Ultimate Intelligence: 2020

Summary:

This paper introduces a variant of LSTM which can unsupervisely learn latent sentences structures(?), further benefiting grammar related tasks(unsupervised constituency parsing, target syntactic evaluation, etc.)
It introduces two additional gates: Master Forget Gate and Master Input Gate controlling updating mechanism of LSTM
It divides hidden state into an unequal place: higher location(those with bigger indexes) are used for storing history information and harder to erase, lower locations are for newer information. The division is not hard(by binary gates I mean), but by softmax gates for back propagating purpose.

Overall Designing Principles

Languages are hierarchical and structured.

And the author wants to incorporate this prior to the model. For each time step t. Some parts of the hidden states should be preserved(correspond to top layers in the hierarchy, like the S which stands for subject in the figure. This of course should be kept further.)

To this end, Master Forget Gate and Master Input Gate controlling updating mechanism of LSTM have been proposed.
We wan to define $d^f_t$ and $d_t^i$ which represent the split points for
(0,...,0, 1,...,1) (idealized Master Forget Gate)and
(1, ..., 1, 0, ..,0, 0) (idealized Master Input Gate)respectively.

Consider two different cases:
Case I: $d^f_t \le d_t^i$, input level $d_t^i$ is greater or equal to forget(history) level $d^f_t$ .

* * *

EXERCISE INSTRUCTIONS:
1 - List every kind of gate that the notes on the LSTM variant name.
2 - According to the notes on the LSTM variant, which locations in the hidden state are harder to erase?
3 - Write the next part of the notes on the LSTM variant, picking up right after the sentence that introduces Case I.

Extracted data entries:
* * *

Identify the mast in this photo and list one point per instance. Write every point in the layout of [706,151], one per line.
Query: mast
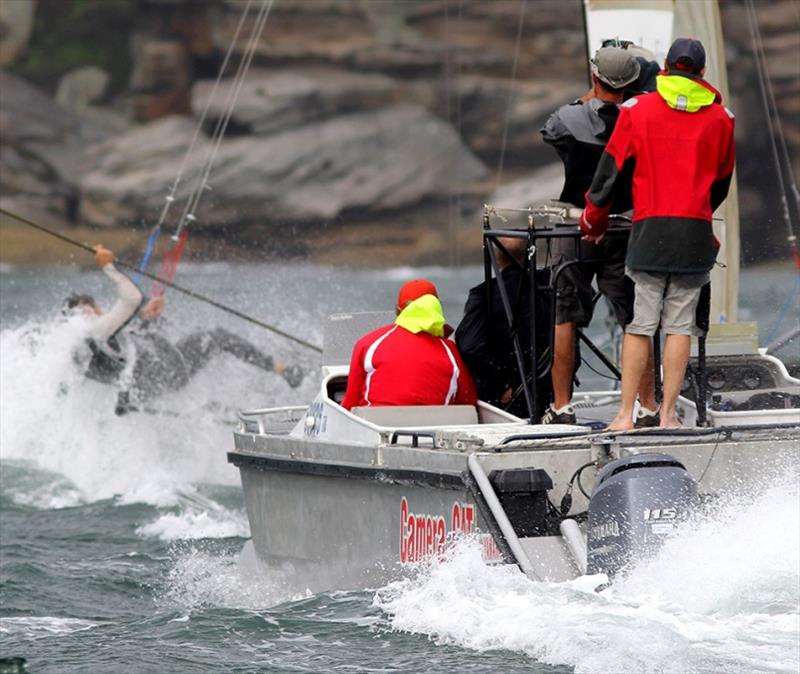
[654,24]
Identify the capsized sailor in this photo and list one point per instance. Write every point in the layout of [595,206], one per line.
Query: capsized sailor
[141,360]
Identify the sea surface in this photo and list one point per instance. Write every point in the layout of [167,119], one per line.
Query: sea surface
[120,536]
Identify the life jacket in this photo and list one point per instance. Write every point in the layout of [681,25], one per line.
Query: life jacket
[680,143]
[409,363]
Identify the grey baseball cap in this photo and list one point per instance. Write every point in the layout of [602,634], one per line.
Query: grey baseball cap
[615,67]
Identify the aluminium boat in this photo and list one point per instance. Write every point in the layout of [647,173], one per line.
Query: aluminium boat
[350,499]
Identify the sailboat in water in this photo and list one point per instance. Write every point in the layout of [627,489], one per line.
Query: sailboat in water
[348,498]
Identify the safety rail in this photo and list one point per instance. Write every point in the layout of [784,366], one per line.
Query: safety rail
[258,417]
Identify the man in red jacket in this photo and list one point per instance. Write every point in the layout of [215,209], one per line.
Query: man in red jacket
[680,141]
[409,362]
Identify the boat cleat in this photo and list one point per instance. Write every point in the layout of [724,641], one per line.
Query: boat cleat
[458,440]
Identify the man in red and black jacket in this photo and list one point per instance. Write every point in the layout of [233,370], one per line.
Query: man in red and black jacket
[679,140]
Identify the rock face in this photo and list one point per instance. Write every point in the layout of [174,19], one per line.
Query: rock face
[371,161]
[272,101]
[16,24]
[333,81]
[41,146]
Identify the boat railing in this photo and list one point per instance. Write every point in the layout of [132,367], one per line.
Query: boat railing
[251,421]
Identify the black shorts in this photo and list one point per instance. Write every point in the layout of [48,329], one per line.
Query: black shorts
[604,262]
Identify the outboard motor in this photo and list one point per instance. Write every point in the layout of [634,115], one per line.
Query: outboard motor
[635,504]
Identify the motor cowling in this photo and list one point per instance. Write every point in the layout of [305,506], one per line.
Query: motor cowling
[523,495]
[635,505]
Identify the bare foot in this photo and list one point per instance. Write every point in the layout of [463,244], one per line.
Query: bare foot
[621,422]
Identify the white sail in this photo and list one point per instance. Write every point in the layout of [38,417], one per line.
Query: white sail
[654,24]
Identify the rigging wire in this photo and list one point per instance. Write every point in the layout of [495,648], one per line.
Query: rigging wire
[180,289]
[170,198]
[775,128]
[507,121]
[172,257]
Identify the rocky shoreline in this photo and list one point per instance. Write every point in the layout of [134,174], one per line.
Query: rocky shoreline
[363,131]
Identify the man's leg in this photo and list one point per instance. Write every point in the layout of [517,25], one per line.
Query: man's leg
[637,347]
[647,385]
[619,291]
[637,351]
[679,324]
[676,357]
[563,364]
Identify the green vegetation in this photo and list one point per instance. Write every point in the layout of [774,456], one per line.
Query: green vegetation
[68,34]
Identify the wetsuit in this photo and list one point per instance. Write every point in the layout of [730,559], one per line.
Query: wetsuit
[146,364]
[579,133]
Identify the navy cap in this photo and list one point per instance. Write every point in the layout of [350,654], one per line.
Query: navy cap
[686,53]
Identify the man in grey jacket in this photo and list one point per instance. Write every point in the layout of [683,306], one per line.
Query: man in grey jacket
[579,132]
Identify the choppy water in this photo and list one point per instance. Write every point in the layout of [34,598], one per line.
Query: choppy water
[119,537]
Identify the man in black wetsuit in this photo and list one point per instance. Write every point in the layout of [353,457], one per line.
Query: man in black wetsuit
[486,342]
[579,133]
[143,362]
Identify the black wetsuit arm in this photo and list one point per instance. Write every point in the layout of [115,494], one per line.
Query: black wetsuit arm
[129,299]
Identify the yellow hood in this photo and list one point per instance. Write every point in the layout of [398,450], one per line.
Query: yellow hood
[424,314]
[685,94]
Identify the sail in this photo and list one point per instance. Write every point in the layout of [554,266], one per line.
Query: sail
[654,24]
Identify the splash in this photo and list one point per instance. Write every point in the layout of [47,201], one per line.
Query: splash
[197,516]
[64,423]
[723,595]
[201,577]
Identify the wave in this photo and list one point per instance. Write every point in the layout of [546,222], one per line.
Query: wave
[65,424]
[32,627]
[200,578]
[723,595]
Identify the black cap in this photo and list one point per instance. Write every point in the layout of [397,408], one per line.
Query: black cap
[686,53]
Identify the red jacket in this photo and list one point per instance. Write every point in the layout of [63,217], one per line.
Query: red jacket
[680,140]
[395,366]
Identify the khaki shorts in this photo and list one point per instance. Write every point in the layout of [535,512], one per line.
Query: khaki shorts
[665,298]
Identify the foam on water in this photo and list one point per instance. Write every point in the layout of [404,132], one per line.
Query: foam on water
[64,423]
[723,595]
[31,627]
[197,517]
[201,578]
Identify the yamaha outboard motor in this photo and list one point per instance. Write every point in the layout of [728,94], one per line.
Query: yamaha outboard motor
[635,504]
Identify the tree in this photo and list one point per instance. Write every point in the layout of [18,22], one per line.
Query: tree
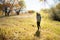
[56,12]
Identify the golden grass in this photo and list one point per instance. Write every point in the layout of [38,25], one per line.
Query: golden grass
[14,28]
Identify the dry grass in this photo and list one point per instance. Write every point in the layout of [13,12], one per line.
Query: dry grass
[15,28]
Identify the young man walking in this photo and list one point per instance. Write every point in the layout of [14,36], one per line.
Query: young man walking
[38,17]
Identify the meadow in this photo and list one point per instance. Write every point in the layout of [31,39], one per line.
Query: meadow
[23,27]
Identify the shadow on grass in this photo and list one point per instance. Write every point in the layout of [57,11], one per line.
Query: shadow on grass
[37,34]
[7,16]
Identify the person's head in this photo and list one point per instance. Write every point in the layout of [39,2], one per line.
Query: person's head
[37,13]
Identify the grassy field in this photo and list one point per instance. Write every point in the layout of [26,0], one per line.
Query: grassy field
[24,28]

* * *

TASK RESPONSES:
1 - Master Forget Gate, Master Input Gate, binary gates, softmax gates

2 - The higher locations, those with bigger indexes, which store history information.

3 -
0 0 0 1 1 1 1 1 $d^f_t=4$
1 1 1 1 0 0 0 0  $d_t^i=4$
N N N C O O O O
Where N means update with new element, C means standard LSTM update meachanism, O stands for keep original information.

Case II: $d^f_t \gt d_t^i$, input level $d_t^i$ is less than forget(history) level $d^f_t$ .
0 0 0  0  1 1 1 1 $d^f_t=5$
1 1 1  0  0 0 0 0 $d_t^i=3$
N N N X O O O O

Where X means putting 0 in that position.

But outputing binary is differentiable in neural nets, so author chooses softmaxen-ed operations instead.
Define operation cumax :


def cumsoftmax(x, dim=-1):
    return torch.cumsum(F.softmax(x, dim=dim), dim=dim)

Define Master Forget Gate and Master Input Gate as:
$$\begin{array}{l}
\tilde{f}_{t}=\overrightarrow{\mathrm{cumsum}}\left(\operatorname{softmax}\left(W_{\dot{f}} x_{t}+U_{\tilde{f}} h_{t-1}+b_{\tilde{f}}\right)\right) \\
\tilde{i}_{t}=\overleftarrow{\mathrm{cumsum}}\left(\operatorname{softmax}\left(W_{\tilde{i}} x_{t}+U_{\tilde{i}} h_{t-1}+b_{\tilde{i}}\right)\right) =1-
\overrightarrow{\mathrm{cumsum}}\left(\operatorname{softmax}\left(W_{\tilde{i}} x_{t}+U_{\tilde{i}} h_{t-1}+b_{\tilde{i}}\right)\right)
\end{array}$$

Comparison to LSTM

Note:

Blue stands for Gate Mechanism (LSTM)
Red stands for content updating mechanism (LSTM)
Fuchsia stands for ON-LSTM introduced Gate Mechanism (ON-LSTM)
Green stands for ON-LSTM impacted Gates (ON-LSTM)
This yellowish #e69138 color stands for impacted content updating mechanism (ON-LSTM)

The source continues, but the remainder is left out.